What is required: Rewrite the items below, changing "tree trunk" to "trunk of the tree" and leaving all other text as it is.

Records of labeled boxes:
--- Start ---

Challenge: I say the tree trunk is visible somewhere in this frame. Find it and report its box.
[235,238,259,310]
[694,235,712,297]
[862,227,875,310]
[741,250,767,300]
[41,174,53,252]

--- End ---

Output for this task:
Challenge: I say the trunk of the tree is visible somewhere in this frame. Find it and report its box.
[235,238,259,310]
[694,235,712,297]
[862,227,875,310]
[741,250,767,300]
[41,174,53,252]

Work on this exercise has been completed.